**TASKS FOR THIS EXERCISE:**
a) In the article about the GM airbag lawsuit, give back the passage that begins at "A judge has" and ends after "class action lawsuit.", with "judge" swapped for "court".
b) According to the article about the GM airbag lawsuit, how soon after a crash does the software allegedly prevent airbag and seatbelt deployment?
c) Write what follows the last sentence of the article about the GM airbag class action lawsuit.

═════ DOCUMENT EXCERPT

A judge has dismissed a lawsuit filed against GM over an alleged defect in GM trucks and SUVs produced between the 1999 and 2018 model years. The lawsuit, originally filed in 2021, has been amended and refiled multiple times. Following its most recent dismissal, the judge ruled that plaintiffs could again amend and refile the GM airbag class action lawsuit.
Per a recent report from Car Complaints, the class action lawsuit alleges that the sensing and diagnostic modules which control deployment of the airbags and seatbelt pre-tensioners in certain GM vehicles contains a defect in which the time window to engage these safety features in a crash “prematurely” closes, thus “putting occupants of the Class Vehicles in serious danger.” The lawsuit alleges that the software controlling these systems is calibrated such that it prevents airbag and seatbelt deployment 45 milliseconds after a crash. In addition, the lawsuit alleges that GM knew about the defect, and concealed the issue from the public.

══════════
═════ MATERIAL PROVIDED

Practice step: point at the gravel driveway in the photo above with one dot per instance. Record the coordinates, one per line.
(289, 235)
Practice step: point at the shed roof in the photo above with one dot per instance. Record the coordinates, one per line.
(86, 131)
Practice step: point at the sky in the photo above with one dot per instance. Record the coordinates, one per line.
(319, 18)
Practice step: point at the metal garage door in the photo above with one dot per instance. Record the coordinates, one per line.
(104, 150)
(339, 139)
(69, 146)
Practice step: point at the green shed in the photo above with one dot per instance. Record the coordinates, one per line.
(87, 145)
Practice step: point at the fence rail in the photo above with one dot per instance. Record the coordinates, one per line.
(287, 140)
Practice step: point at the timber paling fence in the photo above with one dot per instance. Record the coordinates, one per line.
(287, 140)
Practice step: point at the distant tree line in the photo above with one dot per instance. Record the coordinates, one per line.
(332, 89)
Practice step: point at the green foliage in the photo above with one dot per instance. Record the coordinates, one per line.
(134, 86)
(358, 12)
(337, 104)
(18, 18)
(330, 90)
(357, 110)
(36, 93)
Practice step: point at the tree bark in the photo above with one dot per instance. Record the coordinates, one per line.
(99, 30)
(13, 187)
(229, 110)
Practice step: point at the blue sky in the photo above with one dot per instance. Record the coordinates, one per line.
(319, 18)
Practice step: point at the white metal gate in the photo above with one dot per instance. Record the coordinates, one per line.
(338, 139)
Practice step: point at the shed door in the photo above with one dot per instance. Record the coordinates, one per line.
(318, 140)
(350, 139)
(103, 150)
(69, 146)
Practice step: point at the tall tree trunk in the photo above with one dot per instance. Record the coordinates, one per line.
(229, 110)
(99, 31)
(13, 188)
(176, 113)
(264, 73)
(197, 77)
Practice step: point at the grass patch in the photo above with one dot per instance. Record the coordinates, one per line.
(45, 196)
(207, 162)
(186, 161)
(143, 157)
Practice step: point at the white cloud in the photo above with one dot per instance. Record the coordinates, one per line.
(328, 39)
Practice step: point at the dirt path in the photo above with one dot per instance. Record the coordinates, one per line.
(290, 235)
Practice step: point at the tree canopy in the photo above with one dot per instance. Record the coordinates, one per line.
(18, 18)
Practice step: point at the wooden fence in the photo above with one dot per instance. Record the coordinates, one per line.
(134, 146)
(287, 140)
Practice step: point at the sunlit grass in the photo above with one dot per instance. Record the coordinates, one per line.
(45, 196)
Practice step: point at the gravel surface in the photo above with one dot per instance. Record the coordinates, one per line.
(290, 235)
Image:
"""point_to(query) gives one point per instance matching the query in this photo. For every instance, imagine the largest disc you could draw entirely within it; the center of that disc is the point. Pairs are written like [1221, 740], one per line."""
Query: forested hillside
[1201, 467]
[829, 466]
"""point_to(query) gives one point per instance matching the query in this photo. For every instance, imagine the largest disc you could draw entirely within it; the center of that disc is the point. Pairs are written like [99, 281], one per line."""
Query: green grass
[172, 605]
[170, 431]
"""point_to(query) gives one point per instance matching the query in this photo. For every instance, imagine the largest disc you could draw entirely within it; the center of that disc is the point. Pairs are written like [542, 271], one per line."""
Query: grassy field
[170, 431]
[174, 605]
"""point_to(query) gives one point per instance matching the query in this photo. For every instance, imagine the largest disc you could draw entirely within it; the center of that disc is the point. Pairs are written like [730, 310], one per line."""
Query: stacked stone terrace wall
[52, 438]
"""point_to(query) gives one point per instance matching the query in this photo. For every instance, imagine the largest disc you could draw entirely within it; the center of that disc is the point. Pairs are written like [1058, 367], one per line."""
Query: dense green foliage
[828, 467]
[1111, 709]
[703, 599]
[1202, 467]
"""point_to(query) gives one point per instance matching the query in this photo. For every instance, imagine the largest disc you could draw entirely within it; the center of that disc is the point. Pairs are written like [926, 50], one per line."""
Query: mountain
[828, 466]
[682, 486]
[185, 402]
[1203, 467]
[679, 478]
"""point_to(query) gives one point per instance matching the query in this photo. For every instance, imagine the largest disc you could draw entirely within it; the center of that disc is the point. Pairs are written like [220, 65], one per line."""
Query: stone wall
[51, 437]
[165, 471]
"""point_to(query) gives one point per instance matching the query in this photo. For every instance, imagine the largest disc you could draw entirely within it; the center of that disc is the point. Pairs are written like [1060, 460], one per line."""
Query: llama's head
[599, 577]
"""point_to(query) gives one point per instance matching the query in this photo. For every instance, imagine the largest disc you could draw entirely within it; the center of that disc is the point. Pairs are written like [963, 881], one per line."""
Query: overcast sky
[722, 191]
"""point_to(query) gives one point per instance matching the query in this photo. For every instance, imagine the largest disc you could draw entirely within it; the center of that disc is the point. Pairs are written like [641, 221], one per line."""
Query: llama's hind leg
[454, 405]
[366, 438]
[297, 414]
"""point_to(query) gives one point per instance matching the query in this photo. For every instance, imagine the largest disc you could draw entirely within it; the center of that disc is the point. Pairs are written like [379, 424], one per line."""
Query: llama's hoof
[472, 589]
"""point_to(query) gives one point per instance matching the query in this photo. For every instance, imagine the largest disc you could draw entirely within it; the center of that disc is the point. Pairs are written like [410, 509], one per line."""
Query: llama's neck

══════════

**WRITTEN ANSWERS:**
a)
A court has dismissed a lawsuit filed against GM over an alleged defect in GM trucks and SUVs produced between the 1999 and 2018 model years. The lawsuit, originally filed in 2021, has been amended and refiled multiple times. Following its most recent dismissal, the court ruled that plaintiffs could again amend and refile the GM airbag class action lawsuit.

b) 45 milliseconds after a crash.

c)
The lawsuit was originally filed on August 17th, 2021, with 72 named plaintiffs, asserting millions of GM vehicles equipped with the defect. The lawsuit was dismissed, then amended and refiled the following October before the judge dismissed all non-California plaintiffs for lack of jurisdiction, leaving three of the 72 plaintiffs remaining. The three remaining plaintiffs refiled their second amended lawsuit in January of 2023.
In response, GM told Judge Jon S. Tigar that the plaintiffs did not plausibly allege a defect between the model years outlined, to which Judge Tigar agreed, saying that the software in all the vehicles in the class prior vary substntially with regard to deployment cut-off times. The dismissal was done so without prejudice for “failure to allege a plausible claim,” however, the judge ruled that the plaintiffs could amend the lawsuit and refile.